Assigned task:
Count the lines in the data below that have "pool" in them, and reply with only that number.

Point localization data
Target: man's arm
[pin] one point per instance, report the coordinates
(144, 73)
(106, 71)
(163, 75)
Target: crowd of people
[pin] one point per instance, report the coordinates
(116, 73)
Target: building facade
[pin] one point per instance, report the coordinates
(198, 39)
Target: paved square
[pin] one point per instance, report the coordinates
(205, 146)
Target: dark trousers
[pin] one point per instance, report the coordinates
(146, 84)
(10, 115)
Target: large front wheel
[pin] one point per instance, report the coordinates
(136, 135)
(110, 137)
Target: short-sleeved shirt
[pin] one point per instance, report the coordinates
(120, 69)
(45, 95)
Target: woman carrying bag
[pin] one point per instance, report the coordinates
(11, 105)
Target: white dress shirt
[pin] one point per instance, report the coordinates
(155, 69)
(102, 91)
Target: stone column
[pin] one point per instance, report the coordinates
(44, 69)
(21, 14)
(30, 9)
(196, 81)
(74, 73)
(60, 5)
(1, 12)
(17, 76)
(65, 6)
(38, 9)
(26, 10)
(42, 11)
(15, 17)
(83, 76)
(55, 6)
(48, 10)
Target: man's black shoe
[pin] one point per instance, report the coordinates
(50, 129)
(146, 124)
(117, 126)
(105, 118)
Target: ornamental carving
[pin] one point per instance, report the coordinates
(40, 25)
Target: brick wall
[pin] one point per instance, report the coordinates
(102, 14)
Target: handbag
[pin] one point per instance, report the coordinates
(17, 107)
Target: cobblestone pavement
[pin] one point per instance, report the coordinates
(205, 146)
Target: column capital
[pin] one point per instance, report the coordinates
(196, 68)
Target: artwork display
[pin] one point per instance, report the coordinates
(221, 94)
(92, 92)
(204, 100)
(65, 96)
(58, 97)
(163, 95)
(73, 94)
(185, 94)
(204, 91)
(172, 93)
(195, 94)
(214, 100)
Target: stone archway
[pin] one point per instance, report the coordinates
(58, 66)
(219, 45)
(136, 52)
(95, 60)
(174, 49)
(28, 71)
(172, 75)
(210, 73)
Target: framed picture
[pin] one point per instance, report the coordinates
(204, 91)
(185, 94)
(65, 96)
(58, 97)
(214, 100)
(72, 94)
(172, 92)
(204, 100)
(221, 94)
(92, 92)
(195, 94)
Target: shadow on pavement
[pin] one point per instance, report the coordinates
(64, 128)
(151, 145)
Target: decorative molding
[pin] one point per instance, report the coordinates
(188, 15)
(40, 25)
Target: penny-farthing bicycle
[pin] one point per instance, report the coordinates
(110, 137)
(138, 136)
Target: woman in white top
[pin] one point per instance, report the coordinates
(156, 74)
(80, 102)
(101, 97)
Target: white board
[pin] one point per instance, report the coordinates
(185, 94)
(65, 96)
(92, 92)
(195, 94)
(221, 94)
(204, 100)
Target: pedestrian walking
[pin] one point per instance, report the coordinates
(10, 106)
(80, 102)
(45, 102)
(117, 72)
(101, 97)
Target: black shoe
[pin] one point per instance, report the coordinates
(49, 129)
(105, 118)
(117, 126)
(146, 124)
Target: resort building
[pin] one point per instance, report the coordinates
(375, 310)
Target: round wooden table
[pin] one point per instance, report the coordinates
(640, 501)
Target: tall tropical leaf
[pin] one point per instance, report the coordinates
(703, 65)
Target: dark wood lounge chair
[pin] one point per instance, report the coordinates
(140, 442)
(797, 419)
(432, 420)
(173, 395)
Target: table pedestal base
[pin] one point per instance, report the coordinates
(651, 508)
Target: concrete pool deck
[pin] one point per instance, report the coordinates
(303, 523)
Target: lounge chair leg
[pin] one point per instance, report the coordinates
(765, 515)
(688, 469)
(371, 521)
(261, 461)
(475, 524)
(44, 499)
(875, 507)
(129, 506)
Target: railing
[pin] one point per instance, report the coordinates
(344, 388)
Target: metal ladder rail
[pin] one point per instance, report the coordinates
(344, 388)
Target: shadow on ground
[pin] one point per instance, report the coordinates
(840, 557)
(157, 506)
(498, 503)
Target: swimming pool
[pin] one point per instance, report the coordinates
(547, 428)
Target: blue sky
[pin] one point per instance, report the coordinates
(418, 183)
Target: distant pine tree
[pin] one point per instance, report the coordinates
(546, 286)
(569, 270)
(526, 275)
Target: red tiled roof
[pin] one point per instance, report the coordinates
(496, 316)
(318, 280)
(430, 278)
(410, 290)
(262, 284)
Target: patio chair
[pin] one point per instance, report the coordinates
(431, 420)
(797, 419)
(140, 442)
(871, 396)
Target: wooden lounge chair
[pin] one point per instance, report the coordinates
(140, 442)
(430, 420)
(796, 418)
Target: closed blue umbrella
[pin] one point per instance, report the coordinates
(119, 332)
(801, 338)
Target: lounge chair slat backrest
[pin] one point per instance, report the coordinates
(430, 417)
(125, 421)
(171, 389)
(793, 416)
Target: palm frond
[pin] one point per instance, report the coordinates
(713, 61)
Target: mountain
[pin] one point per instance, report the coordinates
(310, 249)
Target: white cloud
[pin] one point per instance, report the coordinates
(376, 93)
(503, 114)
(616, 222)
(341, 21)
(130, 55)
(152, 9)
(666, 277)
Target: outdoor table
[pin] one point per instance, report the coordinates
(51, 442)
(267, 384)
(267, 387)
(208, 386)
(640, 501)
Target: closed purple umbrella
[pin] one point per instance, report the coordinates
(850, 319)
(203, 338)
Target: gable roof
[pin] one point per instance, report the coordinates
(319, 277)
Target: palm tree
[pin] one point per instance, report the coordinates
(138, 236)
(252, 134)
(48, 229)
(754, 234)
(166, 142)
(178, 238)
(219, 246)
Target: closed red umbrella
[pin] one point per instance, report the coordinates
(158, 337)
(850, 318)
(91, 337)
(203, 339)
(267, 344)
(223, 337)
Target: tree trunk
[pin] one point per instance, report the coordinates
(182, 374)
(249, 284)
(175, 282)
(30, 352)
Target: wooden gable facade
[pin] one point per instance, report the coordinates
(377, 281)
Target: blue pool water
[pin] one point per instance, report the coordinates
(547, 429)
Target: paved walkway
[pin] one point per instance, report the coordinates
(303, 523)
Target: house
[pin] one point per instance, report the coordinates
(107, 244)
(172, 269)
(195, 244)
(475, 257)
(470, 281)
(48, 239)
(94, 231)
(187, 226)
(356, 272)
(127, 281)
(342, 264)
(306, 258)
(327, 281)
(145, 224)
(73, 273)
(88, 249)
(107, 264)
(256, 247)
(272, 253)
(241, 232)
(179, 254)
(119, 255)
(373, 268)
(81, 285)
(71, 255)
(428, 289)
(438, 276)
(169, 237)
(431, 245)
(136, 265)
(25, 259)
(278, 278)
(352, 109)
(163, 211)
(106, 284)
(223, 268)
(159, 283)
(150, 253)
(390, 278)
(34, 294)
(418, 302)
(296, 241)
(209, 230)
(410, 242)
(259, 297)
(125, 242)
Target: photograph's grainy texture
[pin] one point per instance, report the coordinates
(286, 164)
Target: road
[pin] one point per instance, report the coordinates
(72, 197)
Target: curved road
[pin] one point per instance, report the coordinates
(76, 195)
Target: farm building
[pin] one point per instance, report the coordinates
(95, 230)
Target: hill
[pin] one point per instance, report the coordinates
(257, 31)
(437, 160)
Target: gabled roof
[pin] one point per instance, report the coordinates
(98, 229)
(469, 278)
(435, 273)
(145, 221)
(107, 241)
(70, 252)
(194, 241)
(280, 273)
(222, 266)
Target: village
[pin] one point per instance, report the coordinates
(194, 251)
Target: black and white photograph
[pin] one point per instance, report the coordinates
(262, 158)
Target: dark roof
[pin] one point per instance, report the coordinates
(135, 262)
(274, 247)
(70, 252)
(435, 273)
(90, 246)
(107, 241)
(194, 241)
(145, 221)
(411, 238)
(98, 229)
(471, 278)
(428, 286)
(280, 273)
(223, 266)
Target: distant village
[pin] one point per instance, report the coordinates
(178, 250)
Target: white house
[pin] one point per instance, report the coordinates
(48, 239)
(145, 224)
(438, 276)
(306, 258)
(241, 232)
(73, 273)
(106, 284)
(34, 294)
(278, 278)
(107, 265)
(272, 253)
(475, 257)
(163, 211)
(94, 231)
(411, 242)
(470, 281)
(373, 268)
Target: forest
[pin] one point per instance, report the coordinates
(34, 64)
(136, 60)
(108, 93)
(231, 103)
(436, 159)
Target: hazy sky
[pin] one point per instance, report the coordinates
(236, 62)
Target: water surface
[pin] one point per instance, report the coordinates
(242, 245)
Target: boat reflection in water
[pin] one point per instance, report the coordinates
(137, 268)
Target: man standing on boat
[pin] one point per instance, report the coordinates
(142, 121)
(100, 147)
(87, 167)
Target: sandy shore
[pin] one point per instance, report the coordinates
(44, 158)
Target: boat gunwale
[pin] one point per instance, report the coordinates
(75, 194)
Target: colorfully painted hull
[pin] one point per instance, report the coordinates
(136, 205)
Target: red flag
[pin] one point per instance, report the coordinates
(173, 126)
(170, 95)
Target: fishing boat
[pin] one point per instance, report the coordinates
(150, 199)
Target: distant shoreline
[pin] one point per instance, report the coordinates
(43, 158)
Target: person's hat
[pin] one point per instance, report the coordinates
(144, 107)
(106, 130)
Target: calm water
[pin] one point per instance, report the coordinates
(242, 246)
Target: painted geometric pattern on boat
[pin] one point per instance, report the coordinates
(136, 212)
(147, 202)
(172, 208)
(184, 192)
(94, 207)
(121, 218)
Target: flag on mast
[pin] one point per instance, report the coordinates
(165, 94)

Task solution:
3